REQUIRED ACTIONS:
1. Answer these questions using the film review:
(a) What does Max take out for his friend's bed?
(b) In the closing car chase, what does the thrilling location work intercut with?
(c) Where is the climax set?
2. Pick up the film review after its last sentence and keep writing it in the same voice.

PAGE:

* * * * * * * * *

So this scene is of crucial generic urgency, with rippling consequences for the development of the plot. What Becker films is entirely without urgency or consequence. In complete silence, he follows the middle-aged men as they enter the apartment, sit down, prepare a light supper, eat and talk; Max then gets up, takes out mattresses and pillows for his friend's bed like a good chambermaid, undresses in the bathroom, brushes his teeth, Riton likewise; then they both go to bed. This beautifully understated, intimate and domestic scene does not replace the crime genre, but co-exists in paralell with it, showing what is at stake.

This split defines the movie, from the conflict between older and younger characters (and men and women); between Max's affable respectability and his latent sadism; between bright interiors of oppressive theatrical artifice and dark outdoor locations; between static scenes where nothing much happens and jolting bursts of brutal violence and action. You even find it in the brilliant closing car chase, as thrilling location work intercuts with Hitchcock-style back projection. This disparity between the real and ideal gives the film its melancholic, philosophical heart, and gives the climax an over-powering force, set in the quiet countryside to which Max wished to retire, and which can only offer backdrop to a bloodbath.

* * * * * * * * *

GIVEN DATA:
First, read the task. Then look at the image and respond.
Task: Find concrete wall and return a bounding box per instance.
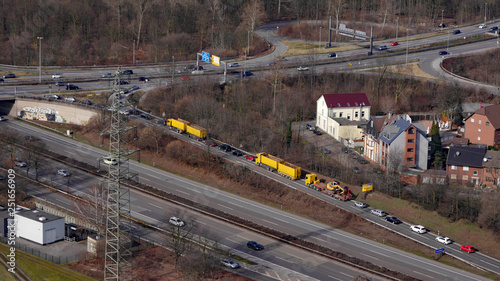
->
[9,98,98,125]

* * * * * * * * *

RESPONSES BY TASK:
1.
(a) Mattresses and pillows.
(b) Hitchcock-style back projection.
(c) In the quiet countryside to which Max wished to retire.

2.
Critics have found in 'Grisbi', a gangster film about loyalty, treachery, collaboration, surveillance, torture, clandestine activities, secret hideouts, rural slaughter and military hardware, some kind of allegory for the Nazi Occupation of France a decade previously. This explanation is attractive because the period had been tacitly removed from the public sphere. But there is nothing so portentously grand in Becker's characteristically light handling. Max and the gangsters may well have been in the Resistance - Melville has said that underworld methods and contacts were vital to both Resistance and Gestapo - as their knowledge of torture techniques and gun-smuggling suggests. But the Resistance were absolutely crucial to their time and place, whereas Max and his friends are resolutely out of time, relics from the past who can only play at assimilation - the recurring motif of Max's harmonica theme suggests a man literally stuck in a groove. Max himself exists in a paralell world to the realities of a 1950s France nowhere to be seen on screen, a revenant infernally condemned to repeat mistakes and watch old friends die.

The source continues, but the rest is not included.